AIM: Print every line of the listing exactly, please.
○ ○ ○ ○
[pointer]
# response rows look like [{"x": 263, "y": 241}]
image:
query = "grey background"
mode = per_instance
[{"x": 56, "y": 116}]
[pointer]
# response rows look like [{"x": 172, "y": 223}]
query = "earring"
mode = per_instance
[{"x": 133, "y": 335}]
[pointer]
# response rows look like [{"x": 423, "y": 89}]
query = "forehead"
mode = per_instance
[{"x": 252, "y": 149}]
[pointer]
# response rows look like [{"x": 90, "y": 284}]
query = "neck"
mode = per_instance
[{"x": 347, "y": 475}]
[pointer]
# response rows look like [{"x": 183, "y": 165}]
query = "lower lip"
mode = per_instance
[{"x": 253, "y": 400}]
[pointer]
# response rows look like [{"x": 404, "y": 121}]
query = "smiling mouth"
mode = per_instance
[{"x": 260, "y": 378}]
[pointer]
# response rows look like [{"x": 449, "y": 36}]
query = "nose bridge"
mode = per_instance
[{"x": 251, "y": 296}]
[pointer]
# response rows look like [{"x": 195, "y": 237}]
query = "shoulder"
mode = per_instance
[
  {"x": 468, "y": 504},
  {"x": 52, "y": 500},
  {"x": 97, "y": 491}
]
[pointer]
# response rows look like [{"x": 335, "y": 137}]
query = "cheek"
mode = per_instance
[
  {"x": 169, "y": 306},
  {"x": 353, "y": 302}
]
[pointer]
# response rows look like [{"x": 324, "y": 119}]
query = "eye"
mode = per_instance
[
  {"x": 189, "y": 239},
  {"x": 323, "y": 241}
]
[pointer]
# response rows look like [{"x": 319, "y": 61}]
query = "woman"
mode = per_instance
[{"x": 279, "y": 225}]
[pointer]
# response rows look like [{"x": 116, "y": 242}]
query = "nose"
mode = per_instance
○ ○ ○ ○
WRITTEN RESPONSE:
[pointer]
# response rows look like [{"x": 263, "y": 241}]
image:
query = "grey background"
mode = per_instance
[{"x": 56, "y": 116}]
[pointer]
# response rows look like [{"x": 172, "y": 223}]
query = "earring"
mode = per_instance
[{"x": 133, "y": 335}]
[pointer]
# response rows look like [{"x": 423, "y": 89}]
query = "forehead"
mode = per_instance
[{"x": 252, "y": 149}]
[pointer]
# response rows look like [{"x": 90, "y": 284}]
query = "neck"
mode = per_instance
[{"x": 347, "y": 475}]
[pointer]
# response rows look like [{"x": 183, "y": 165}]
query = "lower lip"
mode = per_instance
[{"x": 253, "y": 400}]
[pointer]
# response rows look like [{"x": 404, "y": 121}]
query = "smiling mouth"
mode = per_instance
[{"x": 260, "y": 378}]
[pointer]
# response rows look like [{"x": 449, "y": 36}]
query = "nose bridge"
mode = per_instance
[{"x": 251, "y": 296}]
[pointer]
# response rows look like [{"x": 195, "y": 237}]
query = "shoulder"
mode = per_instance
[
  {"x": 468, "y": 504},
  {"x": 52, "y": 500},
  {"x": 97, "y": 491}
]
[pointer]
# response rows look like [{"x": 335, "y": 137}]
query = "cheek"
mode = per_instance
[
  {"x": 169, "y": 306},
  {"x": 353, "y": 302}
]
[pointer]
# response rows look like [{"x": 324, "y": 119}]
query = "eye"
mode = per_instance
[
  {"x": 189, "y": 239},
  {"x": 323, "y": 241}
]
[pointer]
# response rows look like [{"x": 319, "y": 61}]
query = "woman"
mode = per_instance
[{"x": 279, "y": 225}]
[pointer]
# response rows look like [{"x": 116, "y": 242}]
query = "nose"
mode = per_instance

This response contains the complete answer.